─── Material for this task

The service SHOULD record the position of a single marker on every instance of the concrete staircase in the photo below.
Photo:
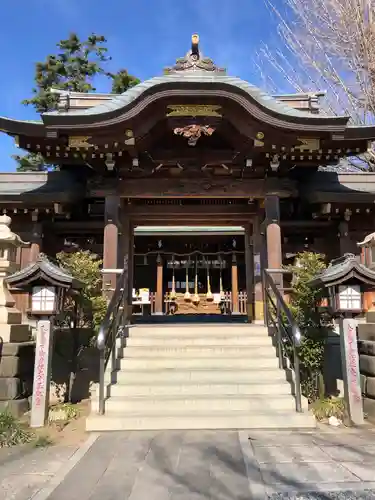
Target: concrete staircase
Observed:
(212, 376)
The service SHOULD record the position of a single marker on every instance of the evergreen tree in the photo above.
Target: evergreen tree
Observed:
(31, 162)
(73, 68)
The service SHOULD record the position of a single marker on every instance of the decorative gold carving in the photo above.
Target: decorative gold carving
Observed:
(80, 142)
(194, 132)
(194, 61)
(310, 143)
(194, 110)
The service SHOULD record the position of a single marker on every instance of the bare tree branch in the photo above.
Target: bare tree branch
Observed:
(325, 45)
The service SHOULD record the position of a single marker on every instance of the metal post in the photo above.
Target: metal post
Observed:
(101, 381)
(297, 380)
(279, 340)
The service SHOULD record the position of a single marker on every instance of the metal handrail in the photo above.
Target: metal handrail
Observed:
(114, 319)
(291, 333)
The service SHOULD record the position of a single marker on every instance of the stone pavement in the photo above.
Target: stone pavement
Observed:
(200, 465)
(24, 471)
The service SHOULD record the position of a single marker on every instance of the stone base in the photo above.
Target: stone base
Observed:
(10, 388)
(366, 331)
(369, 408)
(16, 407)
(259, 310)
(10, 316)
(15, 333)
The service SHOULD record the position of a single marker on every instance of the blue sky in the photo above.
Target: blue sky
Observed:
(143, 36)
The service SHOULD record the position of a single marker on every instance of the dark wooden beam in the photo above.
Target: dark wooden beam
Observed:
(198, 187)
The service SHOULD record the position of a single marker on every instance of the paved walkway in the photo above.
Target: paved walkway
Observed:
(198, 466)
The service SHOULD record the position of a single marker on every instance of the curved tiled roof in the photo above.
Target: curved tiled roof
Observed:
(200, 77)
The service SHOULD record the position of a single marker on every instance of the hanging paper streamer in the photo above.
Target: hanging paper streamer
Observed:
(196, 298)
(209, 295)
(187, 295)
(173, 294)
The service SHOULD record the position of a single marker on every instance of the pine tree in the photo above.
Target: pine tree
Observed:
(73, 68)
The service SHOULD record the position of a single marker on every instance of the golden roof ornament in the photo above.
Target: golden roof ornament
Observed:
(194, 61)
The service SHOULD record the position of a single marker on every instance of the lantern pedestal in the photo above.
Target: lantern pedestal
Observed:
(350, 370)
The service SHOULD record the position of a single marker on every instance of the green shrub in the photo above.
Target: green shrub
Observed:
(12, 432)
(43, 441)
(328, 407)
(314, 328)
(85, 266)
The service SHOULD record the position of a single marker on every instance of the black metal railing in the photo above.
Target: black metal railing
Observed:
(114, 322)
(287, 333)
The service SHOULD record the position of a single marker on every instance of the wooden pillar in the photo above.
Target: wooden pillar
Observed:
(260, 262)
(110, 244)
(127, 250)
(235, 304)
(249, 264)
(345, 243)
(273, 237)
(159, 286)
(36, 241)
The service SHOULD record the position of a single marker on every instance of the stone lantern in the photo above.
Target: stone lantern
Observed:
(346, 280)
(11, 329)
(367, 247)
(48, 284)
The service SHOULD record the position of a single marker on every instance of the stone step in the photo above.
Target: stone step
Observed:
(251, 374)
(196, 330)
(201, 389)
(172, 404)
(217, 351)
(219, 340)
(196, 420)
(239, 362)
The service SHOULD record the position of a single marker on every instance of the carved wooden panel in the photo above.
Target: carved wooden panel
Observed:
(202, 187)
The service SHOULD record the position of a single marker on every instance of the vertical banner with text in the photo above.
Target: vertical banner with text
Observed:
(42, 374)
(350, 369)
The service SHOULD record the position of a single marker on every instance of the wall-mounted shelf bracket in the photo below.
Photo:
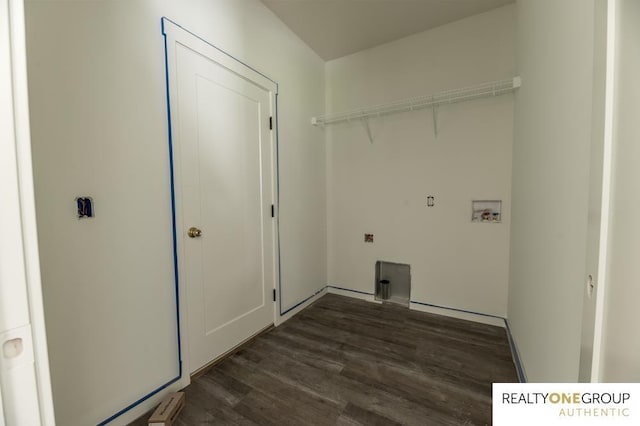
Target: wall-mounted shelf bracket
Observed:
(367, 127)
(434, 110)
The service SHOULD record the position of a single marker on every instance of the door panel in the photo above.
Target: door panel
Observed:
(226, 192)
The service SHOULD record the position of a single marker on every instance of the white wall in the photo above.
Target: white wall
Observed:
(382, 187)
(551, 185)
(97, 92)
(621, 334)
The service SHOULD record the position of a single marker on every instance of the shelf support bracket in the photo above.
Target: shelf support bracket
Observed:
(365, 121)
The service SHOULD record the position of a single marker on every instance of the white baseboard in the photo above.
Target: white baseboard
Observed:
(284, 317)
(454, 313)
(352, 293)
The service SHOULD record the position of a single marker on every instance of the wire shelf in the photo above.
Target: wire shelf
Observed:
(493, 88)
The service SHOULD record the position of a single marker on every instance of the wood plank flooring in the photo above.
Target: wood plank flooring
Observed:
(344, 361)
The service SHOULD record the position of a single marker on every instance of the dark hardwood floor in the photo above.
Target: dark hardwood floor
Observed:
(344, 361)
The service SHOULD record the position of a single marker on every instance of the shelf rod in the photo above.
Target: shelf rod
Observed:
(494, 88)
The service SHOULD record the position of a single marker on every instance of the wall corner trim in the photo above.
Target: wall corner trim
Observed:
(522, 376)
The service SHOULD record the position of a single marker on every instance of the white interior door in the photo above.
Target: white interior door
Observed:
(223, 144)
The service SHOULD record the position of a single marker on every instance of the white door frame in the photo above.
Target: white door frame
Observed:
(175, 34)
(24, 379)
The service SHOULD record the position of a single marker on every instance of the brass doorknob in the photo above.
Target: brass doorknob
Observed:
(194, 232)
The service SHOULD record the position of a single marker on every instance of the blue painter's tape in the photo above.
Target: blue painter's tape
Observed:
(164, 18)
(174, 245)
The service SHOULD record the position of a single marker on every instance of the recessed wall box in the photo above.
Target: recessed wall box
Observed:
(84, 206)
(488, 211)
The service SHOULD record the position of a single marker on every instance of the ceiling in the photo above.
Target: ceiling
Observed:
(335, 28)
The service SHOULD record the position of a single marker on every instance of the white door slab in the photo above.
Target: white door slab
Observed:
(224, 182)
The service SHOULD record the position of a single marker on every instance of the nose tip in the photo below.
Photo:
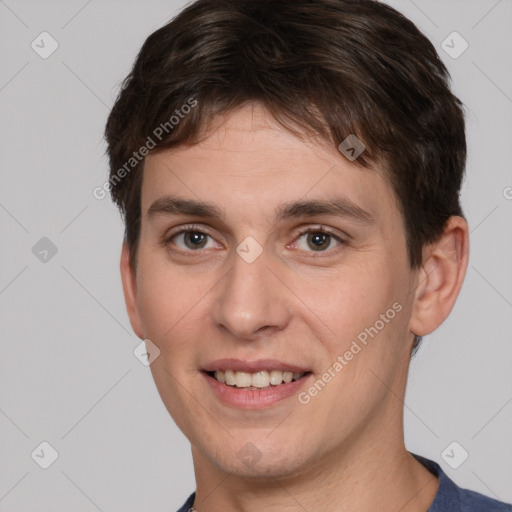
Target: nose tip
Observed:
(251, 301)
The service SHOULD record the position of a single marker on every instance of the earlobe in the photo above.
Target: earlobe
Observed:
(130, 291)
(440, 278)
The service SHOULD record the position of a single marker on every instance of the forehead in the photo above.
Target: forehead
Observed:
(250, 164)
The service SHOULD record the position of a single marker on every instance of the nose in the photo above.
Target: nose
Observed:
(252, 301)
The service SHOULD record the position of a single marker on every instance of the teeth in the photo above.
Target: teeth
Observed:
(258, 380)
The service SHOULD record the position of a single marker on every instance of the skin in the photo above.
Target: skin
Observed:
(343, 450)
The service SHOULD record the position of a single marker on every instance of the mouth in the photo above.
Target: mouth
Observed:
(254, 385)
(263, 379)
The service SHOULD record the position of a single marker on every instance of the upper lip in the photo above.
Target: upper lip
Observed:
(252, 366)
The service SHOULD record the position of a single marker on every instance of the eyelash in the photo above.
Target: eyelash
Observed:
(313, 254)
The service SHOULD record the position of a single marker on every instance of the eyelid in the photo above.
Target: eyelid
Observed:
(301, 231)
(341, 239)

──────

The problem:
All lines above that contain "pillar" are required in the answer.

Response for this exercise:
The service SHOULD record the position of a single marker on every instance of the wooden pillar in the photo above.
Target: wooden pillar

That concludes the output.